Radiotherapy may be preferred for tumors invading the dura or cavernous sinus and provides
clinical improvement in ∼50% of patients within 3– 5 years but increases the risk for pituitary
dependent hormone deficiencies (hypopituitarism

 Laparoscopic adrenalectomy is often preferred for unilateral adrenal adenomas or when
transsphenoidal surgery and pituitary radiotherapy have failed or cannot be used.

Pharmacologic Therapy

 Pharmacotherapy is generally used as second line treatment in patients who are not surgical
candidates and may also be used preoperatively or as adjunctive therapy in postoperative
patients awaiting response Rarely, monotherapy is used as a palliative treatment when
surgery is not indicated.

Steroidogenesis Inhibitors

Metyrapone inhibits 11 β hydroxylase, thereby inhibiting cortisol synthesis. After administration, a
sudden decrease in cortisol concentration prompts a compensatory rise in plasma ACTH levels. With
cortisol synthesis blocked, adrenal steroidogenesis shunts toward androgen production, resulting
in androgenic side effects such as acne and hirsutism. Inhibition of aldosterone synthesis can result
in natriuresis and blood pressure changes. Nausea, vomiting, vertigo, headache, dizziness,
abdominal discomfort, and allergic rash have been reported after oral administration.
※
Work to complete →
**1.** Condense the treatment text's paragraph beginning "Metyrapone inhibits 11 β hydroxylase" into a bulleted list that keeps its main facts.
**2.** Carry the treatment text forward from its final sentence.
The records have no connection to the treatment text.

Entries shown →
※
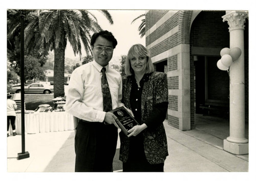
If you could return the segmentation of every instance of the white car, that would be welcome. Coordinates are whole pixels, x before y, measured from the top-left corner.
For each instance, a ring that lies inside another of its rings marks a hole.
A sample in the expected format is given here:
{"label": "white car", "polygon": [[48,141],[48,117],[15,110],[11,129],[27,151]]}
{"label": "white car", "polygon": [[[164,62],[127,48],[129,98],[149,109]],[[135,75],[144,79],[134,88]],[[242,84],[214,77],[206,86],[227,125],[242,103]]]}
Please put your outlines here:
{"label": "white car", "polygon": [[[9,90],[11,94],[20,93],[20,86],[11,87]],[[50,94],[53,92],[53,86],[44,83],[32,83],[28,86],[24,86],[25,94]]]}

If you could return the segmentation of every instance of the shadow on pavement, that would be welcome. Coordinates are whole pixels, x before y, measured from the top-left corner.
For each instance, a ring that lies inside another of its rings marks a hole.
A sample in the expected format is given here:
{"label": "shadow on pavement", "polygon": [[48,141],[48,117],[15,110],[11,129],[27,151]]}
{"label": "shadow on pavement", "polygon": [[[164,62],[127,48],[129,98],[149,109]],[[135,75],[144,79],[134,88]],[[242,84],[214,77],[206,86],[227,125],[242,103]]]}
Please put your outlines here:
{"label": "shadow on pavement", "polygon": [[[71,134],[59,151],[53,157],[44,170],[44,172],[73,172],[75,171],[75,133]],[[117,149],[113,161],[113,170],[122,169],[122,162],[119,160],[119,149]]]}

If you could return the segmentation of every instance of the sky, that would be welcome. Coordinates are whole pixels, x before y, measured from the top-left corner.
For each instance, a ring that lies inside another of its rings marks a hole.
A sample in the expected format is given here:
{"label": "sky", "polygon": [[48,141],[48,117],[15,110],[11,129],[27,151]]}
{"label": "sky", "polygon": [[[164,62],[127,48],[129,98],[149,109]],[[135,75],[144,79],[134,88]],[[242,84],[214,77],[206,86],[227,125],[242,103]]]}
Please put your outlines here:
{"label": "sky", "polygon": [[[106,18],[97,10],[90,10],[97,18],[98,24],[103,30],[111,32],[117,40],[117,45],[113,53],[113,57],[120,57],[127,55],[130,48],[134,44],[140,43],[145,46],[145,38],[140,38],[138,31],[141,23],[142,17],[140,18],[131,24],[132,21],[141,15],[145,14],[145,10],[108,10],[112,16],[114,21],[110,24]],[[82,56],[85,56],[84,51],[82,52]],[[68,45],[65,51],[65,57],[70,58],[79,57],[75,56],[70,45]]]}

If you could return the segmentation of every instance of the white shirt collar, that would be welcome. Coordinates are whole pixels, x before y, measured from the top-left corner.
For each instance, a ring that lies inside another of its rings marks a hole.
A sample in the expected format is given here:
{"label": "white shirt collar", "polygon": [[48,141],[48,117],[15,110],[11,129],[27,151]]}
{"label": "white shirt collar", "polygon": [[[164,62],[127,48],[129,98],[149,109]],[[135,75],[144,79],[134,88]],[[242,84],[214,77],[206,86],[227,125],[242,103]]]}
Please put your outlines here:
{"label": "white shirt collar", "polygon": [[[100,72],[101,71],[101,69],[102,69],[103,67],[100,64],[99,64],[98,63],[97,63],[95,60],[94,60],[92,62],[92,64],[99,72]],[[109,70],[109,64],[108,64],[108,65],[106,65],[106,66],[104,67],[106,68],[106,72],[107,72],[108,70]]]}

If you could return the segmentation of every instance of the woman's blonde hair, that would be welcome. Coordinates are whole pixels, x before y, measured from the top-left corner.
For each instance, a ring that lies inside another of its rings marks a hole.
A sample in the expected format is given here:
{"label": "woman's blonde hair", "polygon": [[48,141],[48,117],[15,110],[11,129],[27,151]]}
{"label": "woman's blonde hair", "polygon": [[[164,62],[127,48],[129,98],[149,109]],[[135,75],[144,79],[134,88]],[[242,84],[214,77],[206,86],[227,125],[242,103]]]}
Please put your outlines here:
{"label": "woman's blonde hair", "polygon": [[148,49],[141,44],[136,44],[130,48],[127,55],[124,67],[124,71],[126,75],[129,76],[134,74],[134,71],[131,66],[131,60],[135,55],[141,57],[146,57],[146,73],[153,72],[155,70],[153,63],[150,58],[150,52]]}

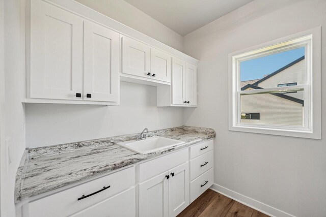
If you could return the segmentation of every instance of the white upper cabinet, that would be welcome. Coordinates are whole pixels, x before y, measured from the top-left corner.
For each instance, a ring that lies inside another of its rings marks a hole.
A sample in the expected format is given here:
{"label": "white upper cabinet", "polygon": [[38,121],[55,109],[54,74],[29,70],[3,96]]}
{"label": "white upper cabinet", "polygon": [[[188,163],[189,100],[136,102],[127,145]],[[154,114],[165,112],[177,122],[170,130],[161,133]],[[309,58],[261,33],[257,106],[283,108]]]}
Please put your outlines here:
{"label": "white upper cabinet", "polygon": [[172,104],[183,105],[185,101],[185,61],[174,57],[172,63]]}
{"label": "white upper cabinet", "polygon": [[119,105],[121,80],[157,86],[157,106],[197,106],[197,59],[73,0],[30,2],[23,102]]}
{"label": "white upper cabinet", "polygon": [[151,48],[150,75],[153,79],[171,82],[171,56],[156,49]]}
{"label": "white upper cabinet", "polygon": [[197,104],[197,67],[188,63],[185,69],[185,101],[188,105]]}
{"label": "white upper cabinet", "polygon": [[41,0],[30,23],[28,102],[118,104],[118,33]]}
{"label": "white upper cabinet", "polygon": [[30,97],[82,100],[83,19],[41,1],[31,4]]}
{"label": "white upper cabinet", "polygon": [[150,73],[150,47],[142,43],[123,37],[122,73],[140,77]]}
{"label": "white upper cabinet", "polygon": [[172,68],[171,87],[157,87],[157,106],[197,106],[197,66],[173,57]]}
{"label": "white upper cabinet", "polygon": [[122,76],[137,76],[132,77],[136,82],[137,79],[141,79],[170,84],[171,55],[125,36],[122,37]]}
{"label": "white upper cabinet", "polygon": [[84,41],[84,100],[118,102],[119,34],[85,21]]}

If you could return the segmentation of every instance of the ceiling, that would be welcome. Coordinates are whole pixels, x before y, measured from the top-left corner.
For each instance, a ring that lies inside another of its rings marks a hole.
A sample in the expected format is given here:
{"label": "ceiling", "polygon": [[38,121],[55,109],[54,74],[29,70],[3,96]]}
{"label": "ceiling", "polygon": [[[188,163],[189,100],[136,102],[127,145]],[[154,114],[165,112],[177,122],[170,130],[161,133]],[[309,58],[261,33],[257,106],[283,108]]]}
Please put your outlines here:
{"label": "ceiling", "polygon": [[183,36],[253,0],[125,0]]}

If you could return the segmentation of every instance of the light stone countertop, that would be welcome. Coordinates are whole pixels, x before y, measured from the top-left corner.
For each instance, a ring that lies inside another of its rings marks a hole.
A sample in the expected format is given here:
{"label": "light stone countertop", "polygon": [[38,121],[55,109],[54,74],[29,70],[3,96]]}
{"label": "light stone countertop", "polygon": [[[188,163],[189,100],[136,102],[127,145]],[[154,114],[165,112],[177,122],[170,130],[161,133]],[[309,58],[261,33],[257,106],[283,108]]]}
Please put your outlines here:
※
Answers in order →
**1.**
- Metyrapone inhibits 11β-hydroxylase, blocking cortisol synthesis.
- The sudden fall in cortisol triggers a compensatory rise in plasma ACTH.
- With cortisol synthesis blocked, adrenal steroidogenesis shifts toward androgens, causing acne and hirsutism.
- Inhibited aldosterone synthesis can lead to natriuresis and blood pressure changes.
- Reported effects after oral use: nausea, vomiting, vertigo, headache, dizziness, abdominal discomfort, and allergic rash.

**2.**
Ketoconazole inhibits cytochrome P 450 enzymes, including 11 β hydroxylase and 17
α hydroxylase. It is effective in lowering serum cortisol levels after several weeks of therapy. It also
has antiandrogenic activity, which may be beneficial in women but can cause gynecomastia and
hypogonadism in men. The most common adverse effects are reversible elevation of hepatic
transaminases, GI discomfort, and dermatologic reactions. Because of the risk of severe
hepatotoxicity, monitoring should include liver function tests at baseline followed by weekly
monitoring of serum ALT throughout therapy. Ketoconazole may be used concomitantly with
metyrapone to achieve synergistic reduction in cortisol levels; in addition, ketoconazole’s
antiandrogenic actions may offset the androgenic potential of metyrapone.

Etomidate is an imidazole derivative similar to ketoconazole that inhibits 11 β hydroxylase and may
have other mechanisms. Because it is only available in a parenteral formulation, use is limited to
patients with acute hypercortisolemia requiring emergency treatment or in preparation for
surgery. Frequent monitoring of serum cortisol is advised to prevent hypocortisolemia. Side effects
include sedation, injection site pain, hypotension, myoclonus, nausea, and vomiting.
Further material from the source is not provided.